Population (2025-12-31)
- • Total: 94,539
- • Density: 1,100/km^{2} (2,900/sq mi)
- Time zone: UTC+01:00 (CET)
- • Summer (DST): UTC+02:00 (CEST)
- Postal codes: 52349/52351/52353/52355
- Dialling codes: 02421
- Vehicle registration: DN
- Website: www.dueren.de

= Düren =

Town in North Rhine-Westphalia, Germany

Düren (/de/; Ripuarian: Düre) is a town in North Rhine-Westphalia, Germany, between Aachen and Cologne, on the river Rur.

==History==
===Roman era===
Before Roman conquest, the area of Düren had been settled by the Eburones, a people who were described as both Celts and Germani. Gaius Julius Caesar described it as part of Gallia Belgica.
It was conquered by the Roman Republic under Julius Caesar and became part of Germania inferior. The Romans encouraged the settlement of loyal Ubii in the Jülich-Zülpich Börde. May be, the name "Düren" refers to the hamlet "Marcodurum", situated 4 km north of nowadays downtown Düren.

The Jülich-Zülpicher Börde (nowadays the Düren area) became a supply area for the rapidly growing Roman city of Cologne (Roman name Colonia Claudia Ara Agrippinensium). Furthermore, a few important Roman roads skirt Düren (including the road from Cologne to Jülich and Tongeren and the road from Cologne to Zülpich and Trier).
During the Migration Period in the 4th and 5th centuries, Rhenish Franks, also called Ripuarian Franks invaded the Jülich-Zülpich Börde and took control.
The name villa duria occurred the first time in the Frankish Annals in the year 747.
------------------------------------------------
_What the task requires_. Continue the article on Düren above, picking up right after its last sentence.

[Saved entries]
------------------------------------------------
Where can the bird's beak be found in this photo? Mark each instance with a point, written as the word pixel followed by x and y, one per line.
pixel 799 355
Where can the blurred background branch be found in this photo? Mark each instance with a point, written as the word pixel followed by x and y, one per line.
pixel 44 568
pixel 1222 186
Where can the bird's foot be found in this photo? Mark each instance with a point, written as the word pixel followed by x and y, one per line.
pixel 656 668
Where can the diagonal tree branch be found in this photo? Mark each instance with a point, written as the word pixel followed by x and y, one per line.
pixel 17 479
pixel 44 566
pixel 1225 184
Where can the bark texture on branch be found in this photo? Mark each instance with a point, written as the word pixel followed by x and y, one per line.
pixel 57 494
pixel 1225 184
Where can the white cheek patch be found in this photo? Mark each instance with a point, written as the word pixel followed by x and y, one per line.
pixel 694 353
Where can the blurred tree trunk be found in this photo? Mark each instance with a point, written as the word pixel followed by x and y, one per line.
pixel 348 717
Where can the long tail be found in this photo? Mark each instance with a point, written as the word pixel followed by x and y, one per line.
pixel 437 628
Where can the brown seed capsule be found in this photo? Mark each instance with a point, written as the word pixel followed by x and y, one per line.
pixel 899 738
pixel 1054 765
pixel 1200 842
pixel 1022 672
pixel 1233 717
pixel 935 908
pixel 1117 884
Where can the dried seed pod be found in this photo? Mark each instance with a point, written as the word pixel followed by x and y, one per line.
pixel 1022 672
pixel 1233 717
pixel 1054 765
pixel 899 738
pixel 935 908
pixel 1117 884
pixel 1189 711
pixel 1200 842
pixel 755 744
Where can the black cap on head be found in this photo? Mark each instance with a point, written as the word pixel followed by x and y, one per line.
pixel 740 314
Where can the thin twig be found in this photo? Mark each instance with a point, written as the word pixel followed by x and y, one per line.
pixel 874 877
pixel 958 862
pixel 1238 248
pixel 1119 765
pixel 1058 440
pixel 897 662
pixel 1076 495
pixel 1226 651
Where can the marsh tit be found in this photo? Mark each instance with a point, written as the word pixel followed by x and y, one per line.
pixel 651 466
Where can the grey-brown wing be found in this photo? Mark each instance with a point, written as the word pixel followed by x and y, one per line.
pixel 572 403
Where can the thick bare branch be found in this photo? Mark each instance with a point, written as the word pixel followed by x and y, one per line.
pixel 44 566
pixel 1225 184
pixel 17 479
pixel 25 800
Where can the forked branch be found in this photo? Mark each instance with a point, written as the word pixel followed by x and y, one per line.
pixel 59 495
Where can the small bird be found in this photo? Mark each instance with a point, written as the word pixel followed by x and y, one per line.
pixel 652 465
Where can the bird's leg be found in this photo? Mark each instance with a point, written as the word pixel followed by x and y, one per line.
------------------------------------------------
_Output of the task_.
Frankish king Pippin the Short often visited Düren in the 8th century and held a few important conventions there. The Franks made of Düren a Königspfalz/royal palace (part time residence), from which the name Palatine (Pfalz in German) is derived. Charlemagne sojourned a few times there. Due to the frequent visits of Charlemagne, a few markets sprang up, such as the Grain, cattle, wood, chicken, and butter markets, all of which contributed to Düren's development. The castle was built at the place where, since 1991, the Saint Anne Church is located.

===Middle Ages===
Düren obtained city rights in the early 13th century. Around 1200, the construction of the city wall was started, which includes 12 towers and 5 gates. But it lost its status as a free imperial city 1242 and become secondary main town of the County of Juelich. The gates faced all directions: in the north, the Philippstor and the Wirteltor, in the east the Kölntor (Cologne gate), in the south the Obertor and in the west the Holztor (wooden gate). There are still ruins of the gates today.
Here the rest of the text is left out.